Material for this task:
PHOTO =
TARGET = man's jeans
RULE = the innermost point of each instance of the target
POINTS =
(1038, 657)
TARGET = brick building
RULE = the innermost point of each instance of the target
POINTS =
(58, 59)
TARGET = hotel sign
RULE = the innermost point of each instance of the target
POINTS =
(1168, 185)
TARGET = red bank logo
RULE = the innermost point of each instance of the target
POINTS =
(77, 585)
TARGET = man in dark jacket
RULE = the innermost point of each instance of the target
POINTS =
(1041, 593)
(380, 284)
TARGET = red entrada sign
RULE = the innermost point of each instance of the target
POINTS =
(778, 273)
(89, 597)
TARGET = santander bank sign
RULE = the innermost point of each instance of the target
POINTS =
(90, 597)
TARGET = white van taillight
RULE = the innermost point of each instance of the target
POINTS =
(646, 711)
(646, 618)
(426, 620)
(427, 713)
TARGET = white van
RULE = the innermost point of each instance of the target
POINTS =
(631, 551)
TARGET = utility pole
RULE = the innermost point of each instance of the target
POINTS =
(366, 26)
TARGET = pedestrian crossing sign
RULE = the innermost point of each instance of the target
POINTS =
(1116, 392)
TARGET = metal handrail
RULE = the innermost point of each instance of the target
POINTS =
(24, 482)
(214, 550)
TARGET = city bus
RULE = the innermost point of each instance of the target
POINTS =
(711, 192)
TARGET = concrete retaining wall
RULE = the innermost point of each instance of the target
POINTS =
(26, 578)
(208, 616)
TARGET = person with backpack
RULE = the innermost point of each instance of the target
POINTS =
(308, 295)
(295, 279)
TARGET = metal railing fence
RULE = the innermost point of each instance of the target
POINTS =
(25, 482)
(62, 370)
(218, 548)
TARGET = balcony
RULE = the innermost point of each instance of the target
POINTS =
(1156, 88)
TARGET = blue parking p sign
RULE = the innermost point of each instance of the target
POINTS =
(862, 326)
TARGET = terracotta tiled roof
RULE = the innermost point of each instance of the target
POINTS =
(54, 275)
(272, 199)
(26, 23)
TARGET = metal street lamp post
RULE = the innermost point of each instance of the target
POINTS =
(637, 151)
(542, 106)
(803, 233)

...

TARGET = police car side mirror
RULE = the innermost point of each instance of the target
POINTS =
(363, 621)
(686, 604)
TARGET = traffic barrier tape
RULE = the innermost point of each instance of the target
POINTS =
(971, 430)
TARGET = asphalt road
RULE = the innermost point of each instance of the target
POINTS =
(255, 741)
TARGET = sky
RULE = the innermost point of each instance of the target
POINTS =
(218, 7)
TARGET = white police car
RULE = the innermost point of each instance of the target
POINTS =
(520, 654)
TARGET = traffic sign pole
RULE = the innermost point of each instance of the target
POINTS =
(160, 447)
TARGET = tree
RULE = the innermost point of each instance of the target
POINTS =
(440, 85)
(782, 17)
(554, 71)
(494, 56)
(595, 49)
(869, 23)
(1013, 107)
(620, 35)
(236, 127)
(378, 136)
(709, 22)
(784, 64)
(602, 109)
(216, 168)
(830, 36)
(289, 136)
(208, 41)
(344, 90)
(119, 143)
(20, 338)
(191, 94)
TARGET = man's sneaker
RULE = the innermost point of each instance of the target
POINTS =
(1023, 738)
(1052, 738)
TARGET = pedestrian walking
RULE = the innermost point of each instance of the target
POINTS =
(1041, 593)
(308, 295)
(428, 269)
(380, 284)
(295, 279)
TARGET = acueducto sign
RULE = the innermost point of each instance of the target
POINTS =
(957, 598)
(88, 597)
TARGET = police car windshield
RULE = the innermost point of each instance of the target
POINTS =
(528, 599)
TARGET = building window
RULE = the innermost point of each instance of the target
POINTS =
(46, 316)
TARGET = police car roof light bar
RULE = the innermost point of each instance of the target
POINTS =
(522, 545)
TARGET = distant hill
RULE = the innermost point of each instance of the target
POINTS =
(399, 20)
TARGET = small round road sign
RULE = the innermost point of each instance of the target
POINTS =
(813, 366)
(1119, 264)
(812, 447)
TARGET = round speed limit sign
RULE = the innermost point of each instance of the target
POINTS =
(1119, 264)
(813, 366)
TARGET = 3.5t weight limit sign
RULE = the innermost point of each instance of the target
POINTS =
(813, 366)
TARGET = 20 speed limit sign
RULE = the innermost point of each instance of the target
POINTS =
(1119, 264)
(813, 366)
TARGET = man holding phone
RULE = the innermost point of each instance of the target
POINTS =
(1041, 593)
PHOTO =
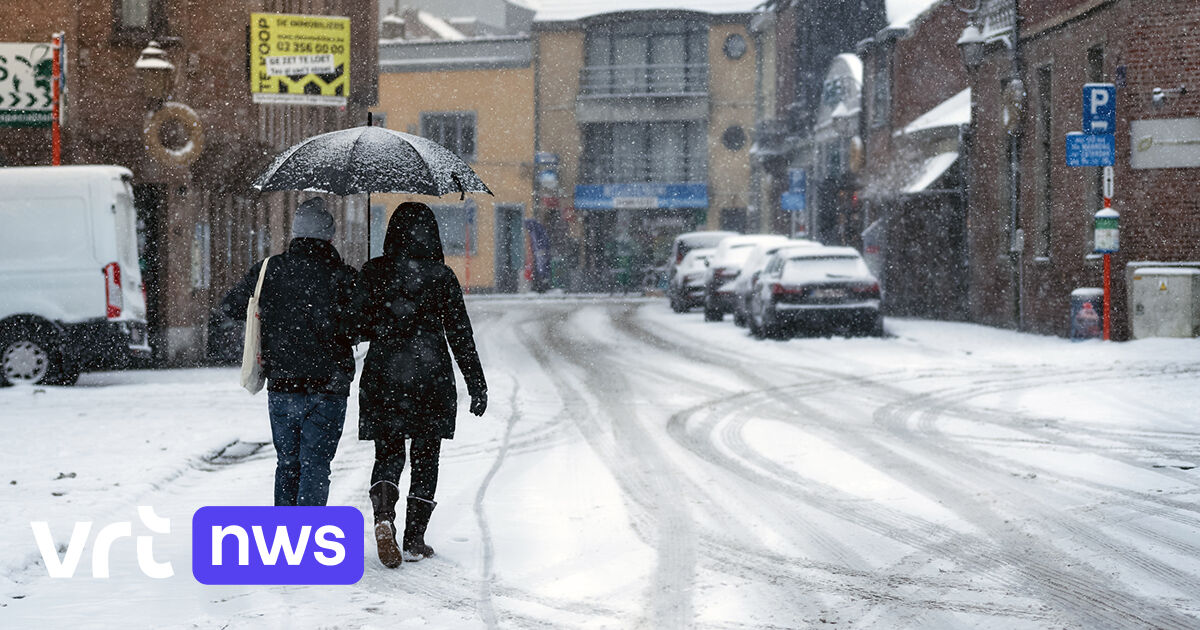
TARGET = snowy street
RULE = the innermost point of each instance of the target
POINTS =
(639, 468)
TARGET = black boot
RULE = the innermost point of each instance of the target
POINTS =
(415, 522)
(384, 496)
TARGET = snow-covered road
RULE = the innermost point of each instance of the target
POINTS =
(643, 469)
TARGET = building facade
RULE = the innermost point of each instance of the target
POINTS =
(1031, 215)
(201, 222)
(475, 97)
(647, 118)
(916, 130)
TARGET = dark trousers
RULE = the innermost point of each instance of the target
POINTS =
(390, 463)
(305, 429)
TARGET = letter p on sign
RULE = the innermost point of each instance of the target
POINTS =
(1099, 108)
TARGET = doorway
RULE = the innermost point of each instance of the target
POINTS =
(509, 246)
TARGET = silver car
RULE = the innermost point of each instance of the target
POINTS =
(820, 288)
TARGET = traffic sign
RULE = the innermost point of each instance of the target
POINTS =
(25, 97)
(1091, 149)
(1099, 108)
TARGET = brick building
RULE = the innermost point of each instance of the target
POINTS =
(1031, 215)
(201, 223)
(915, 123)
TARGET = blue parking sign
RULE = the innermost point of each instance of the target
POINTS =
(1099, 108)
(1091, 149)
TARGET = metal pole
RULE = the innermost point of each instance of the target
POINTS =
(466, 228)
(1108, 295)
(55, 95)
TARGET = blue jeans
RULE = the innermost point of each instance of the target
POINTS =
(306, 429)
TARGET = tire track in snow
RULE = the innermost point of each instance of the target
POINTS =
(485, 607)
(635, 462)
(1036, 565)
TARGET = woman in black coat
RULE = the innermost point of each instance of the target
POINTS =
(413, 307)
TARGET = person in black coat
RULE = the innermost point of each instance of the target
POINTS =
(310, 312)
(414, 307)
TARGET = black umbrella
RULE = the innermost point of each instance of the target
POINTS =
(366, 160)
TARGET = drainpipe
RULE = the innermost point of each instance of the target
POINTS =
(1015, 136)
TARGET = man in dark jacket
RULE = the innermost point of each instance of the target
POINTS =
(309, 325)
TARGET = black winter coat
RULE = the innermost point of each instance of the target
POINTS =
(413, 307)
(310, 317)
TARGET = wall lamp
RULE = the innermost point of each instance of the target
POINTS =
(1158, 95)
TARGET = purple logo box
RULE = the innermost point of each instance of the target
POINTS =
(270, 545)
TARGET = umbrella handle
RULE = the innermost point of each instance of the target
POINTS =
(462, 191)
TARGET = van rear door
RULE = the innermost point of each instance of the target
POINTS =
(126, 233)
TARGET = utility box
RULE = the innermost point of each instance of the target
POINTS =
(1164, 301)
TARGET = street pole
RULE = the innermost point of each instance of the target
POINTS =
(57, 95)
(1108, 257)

==

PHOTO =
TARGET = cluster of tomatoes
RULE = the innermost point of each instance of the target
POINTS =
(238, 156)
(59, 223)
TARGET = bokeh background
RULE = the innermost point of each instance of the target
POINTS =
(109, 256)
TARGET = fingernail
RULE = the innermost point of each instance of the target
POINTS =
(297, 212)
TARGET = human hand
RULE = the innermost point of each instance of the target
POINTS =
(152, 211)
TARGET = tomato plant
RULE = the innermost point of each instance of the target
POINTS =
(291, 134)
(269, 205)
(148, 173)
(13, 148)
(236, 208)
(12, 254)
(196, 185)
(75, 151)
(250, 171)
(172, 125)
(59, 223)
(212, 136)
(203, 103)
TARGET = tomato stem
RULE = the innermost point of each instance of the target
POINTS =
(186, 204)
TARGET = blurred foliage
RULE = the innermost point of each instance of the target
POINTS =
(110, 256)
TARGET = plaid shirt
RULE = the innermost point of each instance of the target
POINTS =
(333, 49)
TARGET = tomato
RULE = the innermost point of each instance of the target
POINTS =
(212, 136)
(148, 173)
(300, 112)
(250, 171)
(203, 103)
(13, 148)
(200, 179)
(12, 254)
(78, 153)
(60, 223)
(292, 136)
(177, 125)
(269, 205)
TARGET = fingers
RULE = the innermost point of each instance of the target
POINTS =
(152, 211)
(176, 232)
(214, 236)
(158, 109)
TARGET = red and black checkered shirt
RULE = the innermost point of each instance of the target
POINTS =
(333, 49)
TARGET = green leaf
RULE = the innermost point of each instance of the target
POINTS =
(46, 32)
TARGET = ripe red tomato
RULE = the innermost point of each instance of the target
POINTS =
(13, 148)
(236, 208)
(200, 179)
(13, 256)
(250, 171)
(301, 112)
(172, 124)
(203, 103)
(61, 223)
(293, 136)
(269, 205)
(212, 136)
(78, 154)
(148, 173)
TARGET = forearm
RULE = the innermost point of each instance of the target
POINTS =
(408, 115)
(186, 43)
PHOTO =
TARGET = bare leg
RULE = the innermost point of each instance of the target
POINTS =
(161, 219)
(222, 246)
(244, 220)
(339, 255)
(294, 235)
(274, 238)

Task brief: Pull out each line of the rows above that contains the string "speed". Case counts.

The response:
TARGET = round speed limit sign
TARGET = 20 speed limit sign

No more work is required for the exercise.